- [Trecho citado]
==========

Muitas vezes a gente se perde no tempo. O que sobra? Lapsos
de memória que os anos se encarregam de encarcerar. Mas vez por outra passa um
filme e nos vemos como na tela.
É quando se pode ter uma idéia do traço que desenha o
fetiche em nossas vidas.
Evidente que a infância é distante e inocente demais pra
fazer parte do contexto, mas ela significa em certos casos o próprio apego a
determinados valores. Os desenhos animados mostrando donzelinhas em perigo como
cenário e as velhas bonequinhas das primas, irmãs e até mesmo amiguinhas, nas
quais se usava linha de costura pra amarrar. Tudo isso monta um cenário.
Então vale a pergunta: como tratamos nossas memórias
fetichistas?
Elas têm um significado importante, embora muitos a
desprezem e até sintam vergonha de certas atitudes impensadas, e, como tudo na
vida, diversas vezes nos arrependemos de não ter seguido outro caminho. Mas
elas estão lá, em algum lugar que o tempo guardou.
E são tão nossas quanto os bens mais valiosos que
acumulamos.
Há pessoas que se dedicam a preservar esse passado.
Começam se espelhando em sua própria historia e, com isso, arrebatam seguidores
que encontram na mesma trilha diversas semelhanças esquecidas. Postam filmes
antigos, imagens de revistas e até fotografias que nos fazem voltar no tempo e
encontrar as tais lembranças perdidas.
Entendo que fetiche é evolução. Algumas mudanças são necessárias
durante a caminhada de quem se embrenha por esse universo. A inércia é
prejudicial e muitas vezes alguns criam ramificações no passado que os fazem
fechar os olhos a qualquer mutação.
E isso não é exclusivo de bondagista. A masoquista
convicta que criava atritos em troca de uma boa surra ou o podólatra que quando
menino brincava debaixo da mesa pra chegar perto dos pés das amigas da mãe.
Qualquer fetichista que traz com ele o impulso da maternidade já criou seus
roteiros dentro da inocência e sabe a que estou me referindo.
Por isso, costumo tratar bem minhas memórias fetichistas
e até me esforço pra preservá-las. Entretanto, não vivo preso a elas e procuro
evoluir pra meu próprio beneficio. Da mesma forma que um viciado em bondage
deixa de amarrar os bracinhos de uma boneca de plástico pra imobilizar uma
mulher de verdade, ou esquece os filminhos com a heroína presa nos trilhos do
trem e assiste a bons clipes ou longas de puro bondage.
É dessa forma que os guetos se firmam no cenário do BDSM.

==========

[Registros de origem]

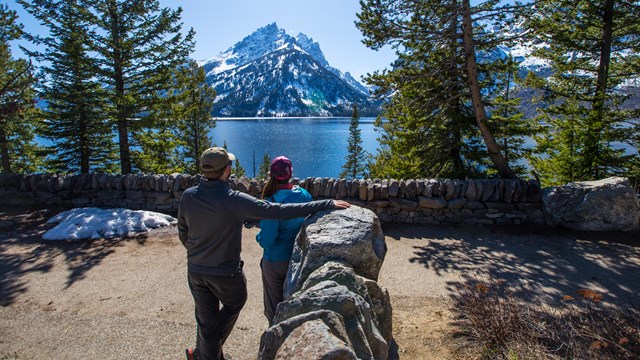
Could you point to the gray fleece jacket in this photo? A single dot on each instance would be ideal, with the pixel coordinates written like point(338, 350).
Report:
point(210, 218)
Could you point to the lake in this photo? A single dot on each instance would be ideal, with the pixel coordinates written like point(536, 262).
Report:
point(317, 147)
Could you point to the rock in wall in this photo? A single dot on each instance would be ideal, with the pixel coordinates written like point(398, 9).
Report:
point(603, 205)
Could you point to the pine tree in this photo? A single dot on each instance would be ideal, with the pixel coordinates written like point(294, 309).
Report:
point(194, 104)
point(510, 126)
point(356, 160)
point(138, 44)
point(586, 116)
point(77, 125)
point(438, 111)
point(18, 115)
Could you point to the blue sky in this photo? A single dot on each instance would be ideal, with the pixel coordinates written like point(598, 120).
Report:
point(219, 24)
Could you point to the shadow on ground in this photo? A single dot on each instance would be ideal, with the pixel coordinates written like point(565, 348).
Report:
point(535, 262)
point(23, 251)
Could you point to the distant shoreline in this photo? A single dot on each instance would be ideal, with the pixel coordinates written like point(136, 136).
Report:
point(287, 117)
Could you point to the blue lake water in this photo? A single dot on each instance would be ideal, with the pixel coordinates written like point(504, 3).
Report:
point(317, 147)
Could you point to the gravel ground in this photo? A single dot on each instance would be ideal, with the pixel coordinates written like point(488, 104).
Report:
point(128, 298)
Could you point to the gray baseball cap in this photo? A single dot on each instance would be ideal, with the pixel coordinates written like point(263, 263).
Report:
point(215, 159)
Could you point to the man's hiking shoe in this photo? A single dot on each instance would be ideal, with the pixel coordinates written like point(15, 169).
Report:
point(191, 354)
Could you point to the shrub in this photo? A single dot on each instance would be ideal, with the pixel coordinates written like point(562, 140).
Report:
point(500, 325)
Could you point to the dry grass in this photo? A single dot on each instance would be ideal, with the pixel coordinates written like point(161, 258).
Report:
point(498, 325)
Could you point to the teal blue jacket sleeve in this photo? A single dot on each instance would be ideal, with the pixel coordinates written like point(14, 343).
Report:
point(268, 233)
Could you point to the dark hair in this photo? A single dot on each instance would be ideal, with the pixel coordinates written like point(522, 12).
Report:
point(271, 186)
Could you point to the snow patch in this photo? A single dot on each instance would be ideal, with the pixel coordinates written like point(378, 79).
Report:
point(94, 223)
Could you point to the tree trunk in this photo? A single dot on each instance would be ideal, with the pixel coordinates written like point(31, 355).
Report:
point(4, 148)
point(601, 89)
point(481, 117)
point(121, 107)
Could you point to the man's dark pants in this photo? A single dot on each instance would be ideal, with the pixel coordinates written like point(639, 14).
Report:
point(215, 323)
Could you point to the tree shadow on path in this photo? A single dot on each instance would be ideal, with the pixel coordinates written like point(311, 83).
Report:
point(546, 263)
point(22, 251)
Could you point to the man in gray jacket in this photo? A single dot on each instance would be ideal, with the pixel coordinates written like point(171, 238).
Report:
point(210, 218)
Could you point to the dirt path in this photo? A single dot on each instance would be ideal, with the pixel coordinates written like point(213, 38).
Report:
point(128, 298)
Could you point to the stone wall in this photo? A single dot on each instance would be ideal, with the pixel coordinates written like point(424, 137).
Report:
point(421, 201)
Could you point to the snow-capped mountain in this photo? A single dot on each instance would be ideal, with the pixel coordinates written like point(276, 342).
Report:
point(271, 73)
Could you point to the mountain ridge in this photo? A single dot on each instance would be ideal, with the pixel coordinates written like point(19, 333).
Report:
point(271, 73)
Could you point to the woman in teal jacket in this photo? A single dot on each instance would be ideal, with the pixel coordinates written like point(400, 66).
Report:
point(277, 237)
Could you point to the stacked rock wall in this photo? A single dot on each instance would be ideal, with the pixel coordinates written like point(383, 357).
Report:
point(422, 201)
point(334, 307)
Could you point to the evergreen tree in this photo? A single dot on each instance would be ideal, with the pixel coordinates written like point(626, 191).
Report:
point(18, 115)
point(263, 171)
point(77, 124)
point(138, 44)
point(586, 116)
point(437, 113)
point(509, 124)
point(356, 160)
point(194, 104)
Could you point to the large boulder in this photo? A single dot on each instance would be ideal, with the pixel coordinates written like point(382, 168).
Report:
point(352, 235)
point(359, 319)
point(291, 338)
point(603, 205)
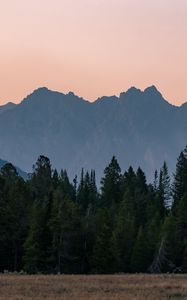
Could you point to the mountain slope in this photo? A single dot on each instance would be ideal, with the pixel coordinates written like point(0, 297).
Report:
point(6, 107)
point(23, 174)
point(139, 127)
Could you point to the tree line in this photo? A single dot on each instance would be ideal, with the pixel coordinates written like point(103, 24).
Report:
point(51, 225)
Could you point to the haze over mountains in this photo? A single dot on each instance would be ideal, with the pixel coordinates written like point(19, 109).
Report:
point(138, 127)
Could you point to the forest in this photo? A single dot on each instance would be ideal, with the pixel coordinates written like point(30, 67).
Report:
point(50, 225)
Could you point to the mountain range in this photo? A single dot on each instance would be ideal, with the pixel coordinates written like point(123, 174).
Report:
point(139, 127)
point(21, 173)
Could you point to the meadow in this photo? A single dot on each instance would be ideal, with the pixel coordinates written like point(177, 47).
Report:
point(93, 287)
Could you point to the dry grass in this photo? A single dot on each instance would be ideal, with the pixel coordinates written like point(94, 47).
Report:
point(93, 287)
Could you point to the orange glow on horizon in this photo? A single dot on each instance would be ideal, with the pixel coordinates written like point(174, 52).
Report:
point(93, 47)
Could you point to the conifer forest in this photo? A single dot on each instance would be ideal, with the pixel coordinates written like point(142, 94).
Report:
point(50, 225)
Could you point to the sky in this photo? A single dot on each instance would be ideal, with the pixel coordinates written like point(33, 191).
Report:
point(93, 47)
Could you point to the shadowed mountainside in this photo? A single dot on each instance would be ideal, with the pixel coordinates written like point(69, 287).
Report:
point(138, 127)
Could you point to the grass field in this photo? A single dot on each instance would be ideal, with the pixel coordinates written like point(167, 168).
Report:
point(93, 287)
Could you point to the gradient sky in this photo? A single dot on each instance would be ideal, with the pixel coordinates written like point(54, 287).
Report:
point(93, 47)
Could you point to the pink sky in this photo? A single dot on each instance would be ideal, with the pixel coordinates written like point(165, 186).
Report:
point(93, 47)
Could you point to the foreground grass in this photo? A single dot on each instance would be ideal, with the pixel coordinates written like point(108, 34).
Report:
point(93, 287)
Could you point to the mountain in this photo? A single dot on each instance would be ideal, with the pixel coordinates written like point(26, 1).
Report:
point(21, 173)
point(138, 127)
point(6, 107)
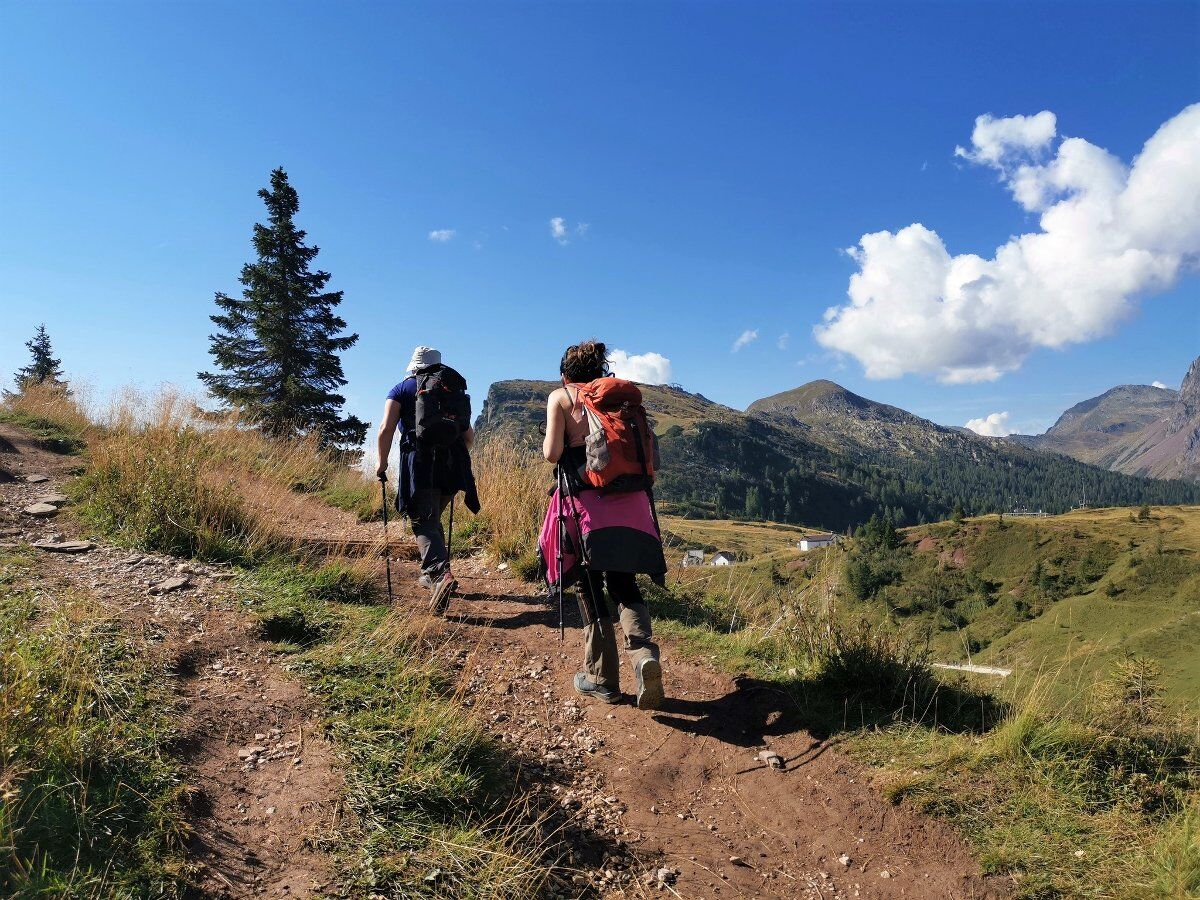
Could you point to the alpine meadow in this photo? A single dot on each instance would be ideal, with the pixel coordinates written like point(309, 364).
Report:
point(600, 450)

==========

- [Tarefas a cumprir]
A. No texto sobre memórias fetichistas, o que é apontado como prejudicial?
B. Prossiga o texto sobre memórias fetichistas a partir da última frase apresentada.

- [Respostas às tarefas]
A. A inércia.

B.
Porque há a mistura entre os que trazem o fetiche do berço e os que encontram
ao longo da vida. Não há distinção entre esses grupos, apenas sensíveis diferenças
muito mais evidentes quanto ao aspecto necessidade. O que não significa que
alguém recém chegado não possa ter a mesma dependência da prática, mas a
carregará por um tempo bem menor e não terá as mesmas lembranças.
E pra essa galera do gueto sempre prego a teoria de que
qualquer praticante de BDSM deve olhar com bons olhos o fetichismo. Tal atitude
torna a prática mais intimista e cria uma atmosfera de magia maior que uma
prática apenas por realizar um simples desejo.
O fetichismo cria um elo entre desejos e fantasias e com
absoluta certeza intensifica as lembranças sem importar de que fase da vida
elas provém.
Nos tempos pré-globalização ainda sem a internet existia
uma interação interessante. Tudo funcionava por cartas, eram os chamados “pen
friends”. Ainda que os fóruns fossem raros e distantes muitos obtinham feed
back através desse caminho. Era bem bacana saber o que os caras do Hemisfério
Norte, onde o BDSM era tratado com respeito, pensavam sobre o que aqui era apenas
um ensaio solitário sem saber se existia vida além das nossas reflexões.
Tudo isso são lembranças e registram cada passo que se
agrega pra chegar onde se imagina.
Claro que nos dias de hoje as lembranças têm
uma conotação
mais direta e ousaria dizer menos românticas. A aproximação do planeta
interligado causa efeitos imediatos e nos afasta um pouco do imaginário e isso
faz com que se forme um hiato entre ser e supor.
Mas jamais deixarão de fazer parte do nosso bloco de
notas por toda a vida.
Um bom final de semana a todos!
4 comentários:
Adoro ler os posts saídos do forno..rs..Ainda bem que estava logada no meu blog e vi a atualização ;)
Tempos idos, boas lembranças :) Engraçado que ao ler sobre a masoquista fiquei pensando em minha vida de aluna de colégio interno onde a pressão psicológica é absurda e o medo é infernal, desculpa o trocadilho..rsrs...
Eu tinha um medo terrível de freiras e dos lugares escuros daquele colégio frio e imenso. Mas adivinha? eram os locais mais escuros e proibidos de passagem que eu procurava, esperava avidamente um castigo, "ser pega" era meu sonho mais alucinado, "viajava" no que aconteceria e literalmente viciei no medo ;)
Terminei a leitura me lembrando dessas e outras coisas da infância, caiu a ficha que sou fobofílica..rs..
Como vc disse no post algumas pessoas trazem o fetiche do berço, me incluo nessa ;)
Esse post está salvo em um arquivo especial, me marcou bastante :)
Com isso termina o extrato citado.